▸ **COMPITI DA SVOLGERE**:
1) Nel testo sull'alberello in cima alla montagna, quanti metri di salita tra massi e spine bisognava percorrere?
2) Per favore, prosegui il testo sull'alberello in cima alla montagna partendo dopo la sua ultima frase.

▸ **TESTO FORNITO**:
╭──
Amici che d’estate vanno e vengono da casa nostra sono saliti fino all’albero per portare il loro contributo d’acqua. I primi mesi, in particolare, le radici dovevano essere alimentate. In cima alla montagna non terra fertile, ma sassi impenetrabili e spine d’ogni tipo. Si decideva di salire. Ognuno con la sua bottiglia o bidoncino colmo fino all’orlo e la gioia di collaborare per far crescere la pianta. «Voglio salire anch’io». E il gruppo s’infoltiva.
Lì, sulla cima. Traccia da sventolare dall’alto. Giovani e anziani in montagna, lungo un sentiero abbastanza semplice all’inizio, ma che poi si concludeva ai piedi di una pietraia. Nessuna pista segnata. Duecento e più metri di salita, tra massi e spine, come capre, da percorrere senza appoggio e senza neppure l’ebbrezza del traguardo che si avvicinava. Già, perché, a causa della conformazione del terreno, più salivi e più l’alberello si nascondeva. All’inizio della scalata finale non era più visibile e ci si continuava ad arrampicare solo nella certezza che l’alberello era lì.
╰──
▸ **CONTENUTO DEI DATI**:
╭──
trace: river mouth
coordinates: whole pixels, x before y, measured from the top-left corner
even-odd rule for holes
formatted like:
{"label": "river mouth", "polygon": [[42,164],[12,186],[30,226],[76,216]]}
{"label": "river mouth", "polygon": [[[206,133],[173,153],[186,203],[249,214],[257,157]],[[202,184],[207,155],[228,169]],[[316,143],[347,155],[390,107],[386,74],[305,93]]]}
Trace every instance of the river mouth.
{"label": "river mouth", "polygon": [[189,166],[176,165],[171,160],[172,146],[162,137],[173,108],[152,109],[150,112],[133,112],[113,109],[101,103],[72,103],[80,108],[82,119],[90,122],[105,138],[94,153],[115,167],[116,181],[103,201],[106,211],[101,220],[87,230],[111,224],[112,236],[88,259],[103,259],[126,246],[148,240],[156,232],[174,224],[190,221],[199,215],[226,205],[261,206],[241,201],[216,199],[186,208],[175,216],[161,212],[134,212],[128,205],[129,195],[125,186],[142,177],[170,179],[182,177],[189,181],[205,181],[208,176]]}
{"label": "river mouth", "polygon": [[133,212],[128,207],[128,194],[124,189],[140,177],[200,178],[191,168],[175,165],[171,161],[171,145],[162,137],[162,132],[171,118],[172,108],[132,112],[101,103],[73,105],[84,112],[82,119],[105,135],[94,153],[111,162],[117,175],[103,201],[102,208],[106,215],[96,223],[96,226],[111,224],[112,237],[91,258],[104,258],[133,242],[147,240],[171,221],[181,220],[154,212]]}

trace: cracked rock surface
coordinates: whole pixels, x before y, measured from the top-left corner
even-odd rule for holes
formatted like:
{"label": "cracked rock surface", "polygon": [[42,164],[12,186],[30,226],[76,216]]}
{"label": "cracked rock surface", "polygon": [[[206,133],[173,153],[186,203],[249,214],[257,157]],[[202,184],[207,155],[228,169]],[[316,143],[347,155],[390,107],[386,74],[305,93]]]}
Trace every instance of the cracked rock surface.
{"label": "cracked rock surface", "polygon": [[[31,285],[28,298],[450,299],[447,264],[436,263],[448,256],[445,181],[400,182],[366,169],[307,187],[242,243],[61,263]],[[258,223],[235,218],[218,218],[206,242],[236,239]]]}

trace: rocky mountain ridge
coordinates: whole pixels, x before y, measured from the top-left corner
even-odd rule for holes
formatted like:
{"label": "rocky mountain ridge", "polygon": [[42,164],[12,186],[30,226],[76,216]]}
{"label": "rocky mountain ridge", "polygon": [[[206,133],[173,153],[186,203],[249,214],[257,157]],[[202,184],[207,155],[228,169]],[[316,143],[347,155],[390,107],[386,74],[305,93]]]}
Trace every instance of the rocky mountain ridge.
╰──
▸ **RISPOSTE AI COMPITI**:
1) Duecento e più metri.

2)
Finalmente la sagoma un po’ malconcia si delineava. Quasi secco lato vento. Ma qualche gemma sulla cima diceva la vita, la crescita, nonostante tutto. Ce la faceva. Certo non era rigoglioso l’albero e non lo sarà mai data la postazione, ma il suo compito non è di fare ombra ma di elevare, nel centro del cielo, il canto della speranza, sfida alla dilaniante potenza del male, sussurro lieve di una energia vitale mai del tutto eliminata, nota di tenerezza in un contesto violento.
Tra i molti, un episodio mi ha scavato dentro e mi ha regalato un “bidoncino” di sapienza.
I primi giorni dopo il trapianto del cipresso, si erano dovuti improvvisare dei turni. In uno dei pomeriggi in cui non c’era nessun volontario, mio figlio, all’ora del tramonto, si era caricato del suo capiente e altrettanto pesante contenitore d’acqua, e su, verso l’albero. Devo dire che questa scena tutte le volte che si ripeteva, mi suscitava una profonda commozione. Pensare che un giovane ventenne, in vacanza dopo un anno di studio trascorso fuori casa, decidesse di salire su, da solo, con l’unico obiettivo di irrigare un alberello a rischio, mi comunicava una tenerezza ed un’urgenza di fermezza non traducibili. Lo osservavo mentre saliva, per un tratto lo seguivo con lo sguardo, poi solo a fatica scorgevo la sua figura e il suo passo veloce.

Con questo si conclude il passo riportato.